GIVEN PROBLEM
Retype the items from the line with "Target: dark rock island" to the line with "POLYGON ((98 38, 102", both of those lines included, copying each one character for character.

□ □ □ □

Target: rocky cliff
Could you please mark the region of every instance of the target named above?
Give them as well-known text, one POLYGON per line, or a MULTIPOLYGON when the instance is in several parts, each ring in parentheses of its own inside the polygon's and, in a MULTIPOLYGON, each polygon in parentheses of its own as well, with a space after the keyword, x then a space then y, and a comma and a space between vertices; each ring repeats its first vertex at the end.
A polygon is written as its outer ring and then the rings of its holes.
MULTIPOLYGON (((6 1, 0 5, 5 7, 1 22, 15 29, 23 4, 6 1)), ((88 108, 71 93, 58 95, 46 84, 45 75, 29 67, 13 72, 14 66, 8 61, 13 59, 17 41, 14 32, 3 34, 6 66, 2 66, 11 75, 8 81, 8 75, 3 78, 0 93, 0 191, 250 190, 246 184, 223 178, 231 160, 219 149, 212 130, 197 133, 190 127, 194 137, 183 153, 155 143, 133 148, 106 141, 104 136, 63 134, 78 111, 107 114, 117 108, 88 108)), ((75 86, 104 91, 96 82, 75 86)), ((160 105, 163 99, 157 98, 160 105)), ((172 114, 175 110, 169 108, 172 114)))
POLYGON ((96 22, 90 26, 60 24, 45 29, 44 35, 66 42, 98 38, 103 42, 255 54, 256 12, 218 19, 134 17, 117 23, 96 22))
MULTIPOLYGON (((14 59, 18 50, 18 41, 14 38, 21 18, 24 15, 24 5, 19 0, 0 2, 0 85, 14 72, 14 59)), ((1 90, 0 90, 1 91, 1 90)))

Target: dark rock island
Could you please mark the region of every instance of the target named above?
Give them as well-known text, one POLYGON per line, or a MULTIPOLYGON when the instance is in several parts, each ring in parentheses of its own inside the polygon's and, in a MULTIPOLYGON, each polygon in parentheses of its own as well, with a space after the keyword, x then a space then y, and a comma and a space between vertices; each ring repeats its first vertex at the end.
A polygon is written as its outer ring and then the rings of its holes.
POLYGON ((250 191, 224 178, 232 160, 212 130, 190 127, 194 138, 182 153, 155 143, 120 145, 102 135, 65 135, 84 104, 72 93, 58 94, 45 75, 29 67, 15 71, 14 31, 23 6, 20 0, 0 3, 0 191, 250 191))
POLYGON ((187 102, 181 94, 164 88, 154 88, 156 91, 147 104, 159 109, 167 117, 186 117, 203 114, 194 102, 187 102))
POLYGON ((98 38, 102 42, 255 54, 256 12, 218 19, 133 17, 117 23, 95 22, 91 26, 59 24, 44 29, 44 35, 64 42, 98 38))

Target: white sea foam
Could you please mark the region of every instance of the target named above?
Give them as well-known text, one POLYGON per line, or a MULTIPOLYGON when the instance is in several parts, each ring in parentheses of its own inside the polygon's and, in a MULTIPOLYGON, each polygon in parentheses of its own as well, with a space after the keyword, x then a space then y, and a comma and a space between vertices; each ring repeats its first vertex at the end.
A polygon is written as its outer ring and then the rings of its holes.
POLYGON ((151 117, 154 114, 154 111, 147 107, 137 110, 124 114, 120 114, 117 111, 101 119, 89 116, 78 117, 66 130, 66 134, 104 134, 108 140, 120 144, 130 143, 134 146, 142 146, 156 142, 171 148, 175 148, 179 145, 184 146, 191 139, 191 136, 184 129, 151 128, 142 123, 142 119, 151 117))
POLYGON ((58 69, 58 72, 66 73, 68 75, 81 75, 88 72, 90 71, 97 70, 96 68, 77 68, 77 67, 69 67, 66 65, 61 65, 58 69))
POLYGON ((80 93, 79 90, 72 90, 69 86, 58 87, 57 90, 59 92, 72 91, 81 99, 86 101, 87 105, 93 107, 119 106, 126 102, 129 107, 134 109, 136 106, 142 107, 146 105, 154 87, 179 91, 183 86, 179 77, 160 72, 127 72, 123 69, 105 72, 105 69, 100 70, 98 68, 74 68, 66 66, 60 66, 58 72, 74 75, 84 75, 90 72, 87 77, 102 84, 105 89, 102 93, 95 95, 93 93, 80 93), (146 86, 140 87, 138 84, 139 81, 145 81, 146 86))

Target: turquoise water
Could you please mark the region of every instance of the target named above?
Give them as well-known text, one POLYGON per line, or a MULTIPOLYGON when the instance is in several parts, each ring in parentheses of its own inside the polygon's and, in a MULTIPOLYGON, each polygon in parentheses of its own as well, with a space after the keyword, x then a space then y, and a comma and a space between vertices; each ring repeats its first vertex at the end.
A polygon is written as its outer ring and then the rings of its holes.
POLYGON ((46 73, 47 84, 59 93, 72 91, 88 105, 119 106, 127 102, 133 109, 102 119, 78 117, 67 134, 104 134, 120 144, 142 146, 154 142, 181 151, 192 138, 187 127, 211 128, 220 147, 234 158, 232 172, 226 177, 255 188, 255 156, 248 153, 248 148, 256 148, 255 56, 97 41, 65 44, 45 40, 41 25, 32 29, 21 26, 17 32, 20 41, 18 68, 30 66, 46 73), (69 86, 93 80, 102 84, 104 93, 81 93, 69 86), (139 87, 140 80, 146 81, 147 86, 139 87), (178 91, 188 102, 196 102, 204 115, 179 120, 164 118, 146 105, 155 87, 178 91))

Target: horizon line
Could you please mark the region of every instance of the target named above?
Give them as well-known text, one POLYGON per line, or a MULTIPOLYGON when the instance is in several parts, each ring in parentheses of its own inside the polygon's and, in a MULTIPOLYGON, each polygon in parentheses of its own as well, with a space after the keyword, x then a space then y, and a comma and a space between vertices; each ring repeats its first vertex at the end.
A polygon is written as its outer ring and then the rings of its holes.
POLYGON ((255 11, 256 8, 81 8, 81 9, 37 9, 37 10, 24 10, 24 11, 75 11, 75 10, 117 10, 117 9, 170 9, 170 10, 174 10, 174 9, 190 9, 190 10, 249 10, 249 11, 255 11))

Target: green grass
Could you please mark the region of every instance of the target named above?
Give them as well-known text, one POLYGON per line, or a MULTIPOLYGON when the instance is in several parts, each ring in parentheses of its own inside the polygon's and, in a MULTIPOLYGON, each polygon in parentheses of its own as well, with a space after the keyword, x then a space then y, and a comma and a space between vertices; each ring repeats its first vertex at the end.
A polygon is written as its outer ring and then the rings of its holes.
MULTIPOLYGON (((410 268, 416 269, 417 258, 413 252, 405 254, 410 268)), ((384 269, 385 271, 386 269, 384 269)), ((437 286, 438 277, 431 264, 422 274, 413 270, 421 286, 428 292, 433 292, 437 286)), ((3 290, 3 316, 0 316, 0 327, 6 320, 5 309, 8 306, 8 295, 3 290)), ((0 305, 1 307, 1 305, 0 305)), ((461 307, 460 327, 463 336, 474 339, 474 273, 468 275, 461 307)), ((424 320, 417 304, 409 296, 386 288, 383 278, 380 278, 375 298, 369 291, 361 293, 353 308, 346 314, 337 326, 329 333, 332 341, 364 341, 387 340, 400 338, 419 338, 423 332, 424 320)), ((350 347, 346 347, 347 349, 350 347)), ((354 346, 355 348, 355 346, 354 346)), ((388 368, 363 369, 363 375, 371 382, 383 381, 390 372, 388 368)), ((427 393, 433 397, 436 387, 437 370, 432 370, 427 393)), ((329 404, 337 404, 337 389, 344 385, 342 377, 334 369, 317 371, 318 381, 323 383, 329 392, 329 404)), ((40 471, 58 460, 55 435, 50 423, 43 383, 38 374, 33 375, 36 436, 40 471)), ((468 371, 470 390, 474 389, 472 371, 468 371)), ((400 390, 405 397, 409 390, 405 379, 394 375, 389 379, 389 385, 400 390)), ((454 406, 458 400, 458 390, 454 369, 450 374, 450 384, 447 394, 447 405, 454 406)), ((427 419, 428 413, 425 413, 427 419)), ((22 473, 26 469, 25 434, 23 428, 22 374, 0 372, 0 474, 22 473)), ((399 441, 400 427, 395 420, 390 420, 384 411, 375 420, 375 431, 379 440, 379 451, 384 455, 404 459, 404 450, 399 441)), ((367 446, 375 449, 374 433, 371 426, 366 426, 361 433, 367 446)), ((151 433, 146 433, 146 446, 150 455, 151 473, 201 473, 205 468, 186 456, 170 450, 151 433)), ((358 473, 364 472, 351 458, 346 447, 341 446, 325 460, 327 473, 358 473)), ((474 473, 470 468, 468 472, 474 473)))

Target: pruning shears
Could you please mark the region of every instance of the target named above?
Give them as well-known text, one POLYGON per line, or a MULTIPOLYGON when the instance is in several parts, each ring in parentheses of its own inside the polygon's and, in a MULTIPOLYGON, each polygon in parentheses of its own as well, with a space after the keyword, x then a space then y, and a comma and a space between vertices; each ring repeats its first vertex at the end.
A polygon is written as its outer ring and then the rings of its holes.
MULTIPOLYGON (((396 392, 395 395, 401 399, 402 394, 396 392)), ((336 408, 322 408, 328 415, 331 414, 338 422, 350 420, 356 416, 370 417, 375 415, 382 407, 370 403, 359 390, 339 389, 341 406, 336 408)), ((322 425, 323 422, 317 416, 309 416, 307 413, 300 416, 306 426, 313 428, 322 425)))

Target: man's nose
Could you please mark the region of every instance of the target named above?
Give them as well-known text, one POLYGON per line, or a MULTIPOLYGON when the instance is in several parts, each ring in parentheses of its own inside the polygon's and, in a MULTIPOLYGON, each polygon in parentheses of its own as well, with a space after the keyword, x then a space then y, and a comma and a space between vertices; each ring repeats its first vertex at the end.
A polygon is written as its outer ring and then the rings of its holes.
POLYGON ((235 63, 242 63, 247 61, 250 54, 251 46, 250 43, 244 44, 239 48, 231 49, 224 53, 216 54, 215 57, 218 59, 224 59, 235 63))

□ □ □ □

FULL ANSWER
Target: dark rock island
Could you please mark the region of every instance of the target named above?
Give them as well-known text, one POLYGON per line, or a MULTIPOLYGON when the instance is in several parts, each ring in parentheses of its own inside the polygon's and, in a MULTIPOLYGON, each polygon in parentheses of its own as well, with a space after the keyword, x then a space then y, and a comma and a space between vertices; each ring repeats its first vertex at the end.
A polygon is written as its outer ring and then the rings of its holes.
POLYGON ((250 191, 224 178, 232 160, 212 130, 190 127, 194 138, 182 153, 155 143, 120 145, 102 135, 65 135, 84 104, 72 93, 58 94, 45 75, 29 67, 15 71, 14 31, 23 6, 20 0, 0 3, 0 191, 250 191))
POLYGON ((187 102, 181 94, 164 88, 154 88, 156 91, 147 104, 159 109, 167 117, 186 117, 203 114, 194 102, 187 102))
POLYGON ((98 38, 102 42, 255 54, 256 12, 218 19, 133 17, 117 23, 95 22, 91 26, 59 24, 44 29, 44 35, 64 42, 98 38))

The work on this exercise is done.